- _Task prompt_:
Copy out verbatim the stretch of records from the line containing "Pinpoint curb in" through the line containing "[[41, 134, 69, 173], [132, 137, 175, 188]]", including both of those lines.

══════════

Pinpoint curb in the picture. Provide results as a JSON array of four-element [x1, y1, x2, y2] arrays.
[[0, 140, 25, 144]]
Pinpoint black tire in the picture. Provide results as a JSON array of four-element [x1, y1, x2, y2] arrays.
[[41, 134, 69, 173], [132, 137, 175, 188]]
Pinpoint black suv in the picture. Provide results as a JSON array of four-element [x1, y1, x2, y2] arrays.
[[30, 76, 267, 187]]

══════════

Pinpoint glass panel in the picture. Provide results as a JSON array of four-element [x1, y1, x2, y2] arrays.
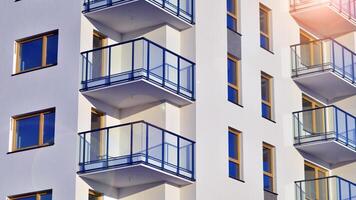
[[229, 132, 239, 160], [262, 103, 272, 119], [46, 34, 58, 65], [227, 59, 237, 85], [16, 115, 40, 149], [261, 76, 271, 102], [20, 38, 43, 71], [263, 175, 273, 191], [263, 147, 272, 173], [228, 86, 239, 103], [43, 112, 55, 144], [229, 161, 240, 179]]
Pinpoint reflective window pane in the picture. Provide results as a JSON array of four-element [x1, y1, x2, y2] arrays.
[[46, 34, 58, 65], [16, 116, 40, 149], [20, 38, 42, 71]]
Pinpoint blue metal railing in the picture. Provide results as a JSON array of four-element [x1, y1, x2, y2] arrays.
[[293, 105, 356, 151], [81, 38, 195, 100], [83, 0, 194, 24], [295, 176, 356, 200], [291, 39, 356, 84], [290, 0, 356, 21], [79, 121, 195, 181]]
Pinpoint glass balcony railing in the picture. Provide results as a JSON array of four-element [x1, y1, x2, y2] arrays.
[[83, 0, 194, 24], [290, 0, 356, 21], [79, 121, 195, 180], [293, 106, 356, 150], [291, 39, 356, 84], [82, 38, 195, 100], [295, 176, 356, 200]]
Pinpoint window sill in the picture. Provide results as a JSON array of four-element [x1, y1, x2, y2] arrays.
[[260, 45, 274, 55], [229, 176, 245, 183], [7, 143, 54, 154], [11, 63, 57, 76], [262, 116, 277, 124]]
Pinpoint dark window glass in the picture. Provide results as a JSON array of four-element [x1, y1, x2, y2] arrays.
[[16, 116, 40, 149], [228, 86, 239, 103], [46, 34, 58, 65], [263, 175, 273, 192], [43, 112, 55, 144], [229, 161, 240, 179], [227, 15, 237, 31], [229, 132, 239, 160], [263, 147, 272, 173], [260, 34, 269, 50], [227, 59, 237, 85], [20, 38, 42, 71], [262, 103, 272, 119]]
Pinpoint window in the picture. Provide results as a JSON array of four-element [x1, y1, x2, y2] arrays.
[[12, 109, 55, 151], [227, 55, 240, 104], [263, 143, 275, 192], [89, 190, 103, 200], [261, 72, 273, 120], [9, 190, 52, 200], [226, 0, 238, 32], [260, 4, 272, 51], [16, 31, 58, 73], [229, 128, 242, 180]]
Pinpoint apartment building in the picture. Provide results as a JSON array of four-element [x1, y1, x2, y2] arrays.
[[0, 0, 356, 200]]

══════════

- _Finished answer_:
Pinpoint curb in the picture. Provide results as a JSON array of four-element [x1, y1, x2, y2] arrays.
[[0, 140, 25, 144]]
Pinpoint black tire in the picture. Provide results as a JSON array of four-element [x1, y1, x2, y2] arrays.
[[41, 134, 69, 173], [132, 137, 175, 188]]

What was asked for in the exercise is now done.